#### YOUR TASK
Retype the data below verbatim, starting at its first line and ending at the line that contains "point(253, 55)", with both of those lines included.

#### DATA FOR THIS EXERCISE
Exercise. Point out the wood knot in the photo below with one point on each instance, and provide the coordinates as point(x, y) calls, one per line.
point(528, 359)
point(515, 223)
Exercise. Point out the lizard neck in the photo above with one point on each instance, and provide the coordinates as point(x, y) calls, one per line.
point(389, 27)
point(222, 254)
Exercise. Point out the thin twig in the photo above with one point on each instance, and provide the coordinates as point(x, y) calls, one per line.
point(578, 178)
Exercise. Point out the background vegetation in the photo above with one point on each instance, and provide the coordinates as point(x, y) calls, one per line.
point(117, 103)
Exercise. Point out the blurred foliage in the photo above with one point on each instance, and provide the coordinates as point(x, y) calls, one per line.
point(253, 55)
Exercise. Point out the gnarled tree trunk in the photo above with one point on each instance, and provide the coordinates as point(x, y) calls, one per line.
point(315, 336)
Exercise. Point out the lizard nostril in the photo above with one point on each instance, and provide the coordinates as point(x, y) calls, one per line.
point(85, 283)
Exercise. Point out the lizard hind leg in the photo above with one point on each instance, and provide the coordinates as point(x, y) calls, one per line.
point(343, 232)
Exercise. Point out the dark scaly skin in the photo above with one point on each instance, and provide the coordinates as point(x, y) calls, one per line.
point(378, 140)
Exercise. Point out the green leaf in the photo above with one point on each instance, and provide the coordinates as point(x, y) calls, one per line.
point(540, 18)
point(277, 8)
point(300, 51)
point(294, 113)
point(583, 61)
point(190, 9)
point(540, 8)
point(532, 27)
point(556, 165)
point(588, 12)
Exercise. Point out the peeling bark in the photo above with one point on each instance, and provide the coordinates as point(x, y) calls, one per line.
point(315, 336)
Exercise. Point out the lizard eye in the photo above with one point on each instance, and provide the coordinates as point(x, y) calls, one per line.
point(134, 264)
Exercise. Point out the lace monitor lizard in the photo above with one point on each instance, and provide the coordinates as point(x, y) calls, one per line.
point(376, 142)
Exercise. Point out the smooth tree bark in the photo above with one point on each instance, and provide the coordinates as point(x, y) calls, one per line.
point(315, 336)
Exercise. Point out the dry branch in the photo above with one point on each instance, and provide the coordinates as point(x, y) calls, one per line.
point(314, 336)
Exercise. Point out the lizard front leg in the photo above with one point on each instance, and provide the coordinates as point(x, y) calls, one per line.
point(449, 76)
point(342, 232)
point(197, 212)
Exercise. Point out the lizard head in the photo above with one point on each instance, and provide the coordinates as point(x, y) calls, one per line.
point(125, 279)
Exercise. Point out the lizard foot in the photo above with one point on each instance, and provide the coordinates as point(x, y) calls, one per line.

#### COMPLETE RESPONSE
Exercise. Point out the wood knot in the photo below with one point on each instance, and provide the coordinates as point(x, y) calls, one per line.
point(528, 359)
point(515, 223)
Exercise. Point out the lizard neck in the photo above with one point on each instance, and provide the coordinates as point(x, y) calls, one per line.
point(389, 27)
point(222, 254)
Exercise. Point out the thin twig in the photo above with one point on each instance, and provide the coordinates as point(x, y) calls, one per line.
point(578, 178)
Exercise. Point out the background vegetation in the photo above with one point on each instance, and provide the coordinates as point(x, y) calls, one per line.
point(117, 103)
Exercise. Point out the blurred foliage in the photo above with one point on each instance, and provide the coordinates as point(x, y) calls, one per line.
point(253, 55)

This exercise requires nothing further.